— BEGIN —
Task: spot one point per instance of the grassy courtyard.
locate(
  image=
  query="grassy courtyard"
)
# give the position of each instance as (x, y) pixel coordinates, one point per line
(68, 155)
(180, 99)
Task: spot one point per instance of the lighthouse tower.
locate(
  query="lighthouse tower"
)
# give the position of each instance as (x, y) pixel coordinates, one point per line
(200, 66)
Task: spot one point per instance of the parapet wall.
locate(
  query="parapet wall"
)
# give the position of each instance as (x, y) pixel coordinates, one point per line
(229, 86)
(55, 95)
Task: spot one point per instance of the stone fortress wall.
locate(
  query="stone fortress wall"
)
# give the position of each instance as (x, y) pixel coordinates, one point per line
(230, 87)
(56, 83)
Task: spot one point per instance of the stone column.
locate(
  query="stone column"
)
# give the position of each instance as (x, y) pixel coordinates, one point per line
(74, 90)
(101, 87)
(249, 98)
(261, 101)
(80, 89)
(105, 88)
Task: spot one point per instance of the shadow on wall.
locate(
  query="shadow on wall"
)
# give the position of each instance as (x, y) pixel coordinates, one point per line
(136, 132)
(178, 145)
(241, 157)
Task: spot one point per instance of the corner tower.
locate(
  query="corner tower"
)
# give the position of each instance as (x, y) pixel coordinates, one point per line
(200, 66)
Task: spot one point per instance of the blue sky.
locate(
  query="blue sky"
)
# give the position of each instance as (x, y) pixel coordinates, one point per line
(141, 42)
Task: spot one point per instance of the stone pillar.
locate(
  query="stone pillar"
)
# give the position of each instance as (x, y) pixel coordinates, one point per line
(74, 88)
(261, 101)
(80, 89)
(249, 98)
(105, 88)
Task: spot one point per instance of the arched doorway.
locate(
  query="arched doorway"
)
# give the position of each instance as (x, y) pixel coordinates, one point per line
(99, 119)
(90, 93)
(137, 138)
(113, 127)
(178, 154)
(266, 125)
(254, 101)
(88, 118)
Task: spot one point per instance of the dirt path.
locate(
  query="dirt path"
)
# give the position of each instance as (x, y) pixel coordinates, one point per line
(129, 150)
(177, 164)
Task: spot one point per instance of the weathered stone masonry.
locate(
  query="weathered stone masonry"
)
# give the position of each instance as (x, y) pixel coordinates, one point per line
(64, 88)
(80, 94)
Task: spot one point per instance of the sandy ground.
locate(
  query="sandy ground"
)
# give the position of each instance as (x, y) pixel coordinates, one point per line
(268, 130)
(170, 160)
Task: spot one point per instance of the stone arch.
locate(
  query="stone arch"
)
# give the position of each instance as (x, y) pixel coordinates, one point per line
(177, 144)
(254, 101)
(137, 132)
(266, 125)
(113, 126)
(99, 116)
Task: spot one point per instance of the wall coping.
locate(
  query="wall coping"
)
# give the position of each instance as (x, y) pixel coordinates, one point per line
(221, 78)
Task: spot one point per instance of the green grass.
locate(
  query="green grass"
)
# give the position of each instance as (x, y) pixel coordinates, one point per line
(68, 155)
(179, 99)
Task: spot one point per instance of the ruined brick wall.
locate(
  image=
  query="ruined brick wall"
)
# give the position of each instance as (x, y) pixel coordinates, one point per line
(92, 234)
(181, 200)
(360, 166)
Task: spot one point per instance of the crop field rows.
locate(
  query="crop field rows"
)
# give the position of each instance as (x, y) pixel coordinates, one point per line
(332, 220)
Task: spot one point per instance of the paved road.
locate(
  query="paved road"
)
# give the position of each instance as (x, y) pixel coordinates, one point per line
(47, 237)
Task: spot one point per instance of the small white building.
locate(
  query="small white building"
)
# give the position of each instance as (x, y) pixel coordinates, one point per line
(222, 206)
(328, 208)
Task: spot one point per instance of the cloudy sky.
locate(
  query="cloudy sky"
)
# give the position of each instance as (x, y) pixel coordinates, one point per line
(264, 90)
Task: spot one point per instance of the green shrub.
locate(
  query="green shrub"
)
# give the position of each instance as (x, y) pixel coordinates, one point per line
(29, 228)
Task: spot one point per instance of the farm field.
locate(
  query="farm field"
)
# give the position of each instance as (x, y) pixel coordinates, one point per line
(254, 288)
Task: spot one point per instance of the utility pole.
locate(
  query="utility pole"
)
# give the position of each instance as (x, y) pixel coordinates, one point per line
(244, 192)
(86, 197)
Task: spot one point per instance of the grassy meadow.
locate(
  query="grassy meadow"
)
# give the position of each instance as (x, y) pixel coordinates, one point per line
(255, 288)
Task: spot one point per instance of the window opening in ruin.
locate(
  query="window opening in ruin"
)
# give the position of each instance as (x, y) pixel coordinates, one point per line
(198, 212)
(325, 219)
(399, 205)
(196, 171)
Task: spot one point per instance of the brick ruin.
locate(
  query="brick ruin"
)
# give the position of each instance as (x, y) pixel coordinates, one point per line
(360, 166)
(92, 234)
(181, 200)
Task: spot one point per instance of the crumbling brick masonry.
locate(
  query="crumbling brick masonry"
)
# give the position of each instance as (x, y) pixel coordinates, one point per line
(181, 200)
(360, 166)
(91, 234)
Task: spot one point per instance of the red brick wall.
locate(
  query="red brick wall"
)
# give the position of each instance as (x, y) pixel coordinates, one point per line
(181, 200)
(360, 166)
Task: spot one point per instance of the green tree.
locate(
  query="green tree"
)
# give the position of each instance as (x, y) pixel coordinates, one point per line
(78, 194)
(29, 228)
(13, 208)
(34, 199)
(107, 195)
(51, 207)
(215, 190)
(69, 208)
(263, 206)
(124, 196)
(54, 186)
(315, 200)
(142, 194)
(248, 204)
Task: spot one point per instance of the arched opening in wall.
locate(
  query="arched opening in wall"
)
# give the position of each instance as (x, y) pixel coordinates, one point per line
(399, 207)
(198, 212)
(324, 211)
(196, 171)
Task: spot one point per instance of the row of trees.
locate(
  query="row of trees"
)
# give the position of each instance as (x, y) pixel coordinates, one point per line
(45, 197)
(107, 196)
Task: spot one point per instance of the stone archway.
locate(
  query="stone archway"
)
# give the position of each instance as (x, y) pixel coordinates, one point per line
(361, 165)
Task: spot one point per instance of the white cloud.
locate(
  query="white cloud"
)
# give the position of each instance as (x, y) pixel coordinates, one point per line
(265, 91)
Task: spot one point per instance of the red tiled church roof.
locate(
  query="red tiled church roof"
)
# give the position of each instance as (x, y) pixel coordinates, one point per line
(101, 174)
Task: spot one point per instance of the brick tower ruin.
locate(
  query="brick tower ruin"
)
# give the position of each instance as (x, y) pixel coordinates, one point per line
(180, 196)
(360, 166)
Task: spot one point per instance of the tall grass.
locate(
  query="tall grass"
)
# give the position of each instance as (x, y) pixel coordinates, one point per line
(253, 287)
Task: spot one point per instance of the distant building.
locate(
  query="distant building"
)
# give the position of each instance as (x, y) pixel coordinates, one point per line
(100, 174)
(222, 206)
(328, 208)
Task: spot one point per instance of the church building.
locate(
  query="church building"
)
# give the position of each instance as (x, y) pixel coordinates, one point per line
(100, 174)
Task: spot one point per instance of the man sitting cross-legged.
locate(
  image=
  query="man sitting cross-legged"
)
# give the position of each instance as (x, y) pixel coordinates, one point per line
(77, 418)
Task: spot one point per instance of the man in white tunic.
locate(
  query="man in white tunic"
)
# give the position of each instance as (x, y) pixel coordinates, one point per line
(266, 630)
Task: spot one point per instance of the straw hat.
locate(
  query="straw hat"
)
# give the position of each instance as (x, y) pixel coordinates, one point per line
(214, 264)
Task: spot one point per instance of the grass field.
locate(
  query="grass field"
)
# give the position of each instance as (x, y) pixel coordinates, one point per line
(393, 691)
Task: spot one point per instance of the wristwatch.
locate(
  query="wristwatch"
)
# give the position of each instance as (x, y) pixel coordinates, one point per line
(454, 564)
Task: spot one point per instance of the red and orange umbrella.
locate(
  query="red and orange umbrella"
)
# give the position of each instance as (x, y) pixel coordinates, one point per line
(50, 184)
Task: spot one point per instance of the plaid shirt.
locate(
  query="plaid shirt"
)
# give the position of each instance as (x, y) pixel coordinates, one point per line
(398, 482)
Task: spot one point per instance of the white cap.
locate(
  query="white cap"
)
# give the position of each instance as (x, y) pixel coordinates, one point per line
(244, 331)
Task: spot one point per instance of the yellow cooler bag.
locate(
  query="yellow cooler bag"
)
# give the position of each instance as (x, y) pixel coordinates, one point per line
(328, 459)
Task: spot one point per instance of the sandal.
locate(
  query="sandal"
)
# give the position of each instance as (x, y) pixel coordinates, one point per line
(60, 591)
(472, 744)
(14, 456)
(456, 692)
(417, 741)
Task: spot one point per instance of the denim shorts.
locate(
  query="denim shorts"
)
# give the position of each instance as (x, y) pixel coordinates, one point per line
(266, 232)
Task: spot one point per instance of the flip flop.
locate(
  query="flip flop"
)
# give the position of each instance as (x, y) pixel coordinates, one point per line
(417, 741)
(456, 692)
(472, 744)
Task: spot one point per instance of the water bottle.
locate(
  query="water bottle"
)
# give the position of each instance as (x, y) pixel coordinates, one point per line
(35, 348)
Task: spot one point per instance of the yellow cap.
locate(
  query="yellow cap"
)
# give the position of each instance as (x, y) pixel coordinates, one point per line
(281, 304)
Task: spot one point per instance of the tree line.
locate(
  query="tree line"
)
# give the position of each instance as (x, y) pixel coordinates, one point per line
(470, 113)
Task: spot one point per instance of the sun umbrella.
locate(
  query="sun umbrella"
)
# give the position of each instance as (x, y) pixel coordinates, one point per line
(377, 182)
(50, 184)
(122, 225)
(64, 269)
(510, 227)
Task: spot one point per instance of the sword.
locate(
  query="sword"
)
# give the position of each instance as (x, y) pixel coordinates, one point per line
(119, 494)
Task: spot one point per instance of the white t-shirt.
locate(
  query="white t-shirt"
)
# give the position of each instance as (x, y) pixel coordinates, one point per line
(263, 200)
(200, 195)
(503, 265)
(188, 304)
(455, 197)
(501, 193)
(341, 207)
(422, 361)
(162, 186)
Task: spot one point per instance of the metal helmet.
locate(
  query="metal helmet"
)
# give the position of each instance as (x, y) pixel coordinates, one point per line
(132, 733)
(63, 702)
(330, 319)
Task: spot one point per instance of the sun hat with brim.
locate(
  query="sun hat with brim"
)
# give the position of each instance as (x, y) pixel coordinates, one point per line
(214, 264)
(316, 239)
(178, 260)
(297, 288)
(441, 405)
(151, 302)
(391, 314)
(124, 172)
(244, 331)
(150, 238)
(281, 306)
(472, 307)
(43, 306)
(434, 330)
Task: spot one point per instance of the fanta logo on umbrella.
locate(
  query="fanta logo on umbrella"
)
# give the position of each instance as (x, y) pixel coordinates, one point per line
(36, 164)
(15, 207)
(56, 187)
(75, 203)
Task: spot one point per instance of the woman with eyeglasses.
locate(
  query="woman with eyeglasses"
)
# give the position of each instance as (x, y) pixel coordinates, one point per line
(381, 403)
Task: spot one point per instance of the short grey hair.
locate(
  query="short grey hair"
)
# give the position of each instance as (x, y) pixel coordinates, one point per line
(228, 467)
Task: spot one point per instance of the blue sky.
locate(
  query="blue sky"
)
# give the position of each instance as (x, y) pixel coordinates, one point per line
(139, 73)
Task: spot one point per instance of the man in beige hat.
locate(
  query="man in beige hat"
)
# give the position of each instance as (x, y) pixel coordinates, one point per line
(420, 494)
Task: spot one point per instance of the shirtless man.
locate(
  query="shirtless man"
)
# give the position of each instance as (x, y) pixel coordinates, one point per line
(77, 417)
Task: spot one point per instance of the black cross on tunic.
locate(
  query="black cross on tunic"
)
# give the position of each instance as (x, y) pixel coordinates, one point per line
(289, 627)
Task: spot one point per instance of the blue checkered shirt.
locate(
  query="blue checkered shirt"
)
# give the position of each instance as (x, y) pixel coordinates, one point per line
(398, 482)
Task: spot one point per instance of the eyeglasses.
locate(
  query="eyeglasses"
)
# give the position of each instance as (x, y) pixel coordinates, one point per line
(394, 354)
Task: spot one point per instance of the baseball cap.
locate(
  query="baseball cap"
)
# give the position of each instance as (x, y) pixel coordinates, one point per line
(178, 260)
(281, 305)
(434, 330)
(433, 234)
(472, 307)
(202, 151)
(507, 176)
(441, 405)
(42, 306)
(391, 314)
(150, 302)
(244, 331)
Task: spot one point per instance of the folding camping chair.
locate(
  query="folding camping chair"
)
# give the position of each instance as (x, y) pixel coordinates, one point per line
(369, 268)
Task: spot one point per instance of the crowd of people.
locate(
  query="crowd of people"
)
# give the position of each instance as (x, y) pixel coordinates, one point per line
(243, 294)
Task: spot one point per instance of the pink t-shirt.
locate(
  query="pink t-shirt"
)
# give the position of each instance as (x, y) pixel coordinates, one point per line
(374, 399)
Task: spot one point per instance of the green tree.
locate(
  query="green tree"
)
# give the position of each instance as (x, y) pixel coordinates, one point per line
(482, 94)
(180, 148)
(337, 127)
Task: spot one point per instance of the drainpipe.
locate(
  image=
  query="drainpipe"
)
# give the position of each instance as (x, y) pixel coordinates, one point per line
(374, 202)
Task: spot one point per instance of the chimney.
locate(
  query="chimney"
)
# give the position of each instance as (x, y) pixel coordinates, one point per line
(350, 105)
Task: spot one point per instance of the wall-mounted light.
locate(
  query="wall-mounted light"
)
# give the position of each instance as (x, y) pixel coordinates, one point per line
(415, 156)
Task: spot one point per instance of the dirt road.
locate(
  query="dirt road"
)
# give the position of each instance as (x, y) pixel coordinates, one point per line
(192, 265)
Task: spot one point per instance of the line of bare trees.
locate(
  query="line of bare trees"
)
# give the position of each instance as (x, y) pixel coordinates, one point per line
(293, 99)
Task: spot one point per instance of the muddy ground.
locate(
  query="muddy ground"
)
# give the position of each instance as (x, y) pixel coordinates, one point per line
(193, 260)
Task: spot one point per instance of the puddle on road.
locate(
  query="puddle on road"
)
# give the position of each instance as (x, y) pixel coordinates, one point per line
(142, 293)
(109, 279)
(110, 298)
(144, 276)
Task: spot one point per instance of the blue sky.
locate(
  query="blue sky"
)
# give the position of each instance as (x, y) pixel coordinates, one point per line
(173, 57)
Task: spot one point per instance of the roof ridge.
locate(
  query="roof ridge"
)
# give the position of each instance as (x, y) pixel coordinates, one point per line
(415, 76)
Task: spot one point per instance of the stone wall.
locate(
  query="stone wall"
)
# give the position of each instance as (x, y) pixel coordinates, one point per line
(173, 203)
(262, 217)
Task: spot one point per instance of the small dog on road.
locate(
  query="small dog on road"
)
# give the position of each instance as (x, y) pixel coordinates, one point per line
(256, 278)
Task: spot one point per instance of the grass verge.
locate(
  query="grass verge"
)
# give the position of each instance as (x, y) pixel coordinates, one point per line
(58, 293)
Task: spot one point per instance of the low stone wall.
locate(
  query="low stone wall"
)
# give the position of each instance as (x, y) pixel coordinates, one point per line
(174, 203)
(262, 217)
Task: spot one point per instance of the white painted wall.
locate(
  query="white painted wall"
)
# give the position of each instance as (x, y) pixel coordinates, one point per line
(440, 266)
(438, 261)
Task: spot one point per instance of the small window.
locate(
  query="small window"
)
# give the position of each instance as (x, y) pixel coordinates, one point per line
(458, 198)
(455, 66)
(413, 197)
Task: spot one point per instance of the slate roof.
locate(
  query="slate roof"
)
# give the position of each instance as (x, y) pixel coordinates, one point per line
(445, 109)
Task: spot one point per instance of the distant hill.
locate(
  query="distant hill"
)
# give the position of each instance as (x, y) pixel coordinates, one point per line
— END —
Recast the rows from the line holding "Task: spot one point per instance of the slate" through the end of the rows, inclusive, as a Markdown table with the columns Row and Line, leaving out blank lines.

## [Task result]
| Row | Line |
|---|---|
| 1 | Task: spot one point per instance of the slate roof. |
| 2 | locate( |
| 3 |   query="slate roof" |
| 4 | ) |
| 5 | # give the position of each instance as (x, y) pixel coordinates, one point per line |
| 6 | (445, 109) |
| 7 | Task: spot one point per instance of the distant hill. |
| 8 | locate( |
| 9 |   query="distant hill" |
| 10 | ) |
| 11 | # give the position of each instance as (x, y) pixel coordinates, one point per line |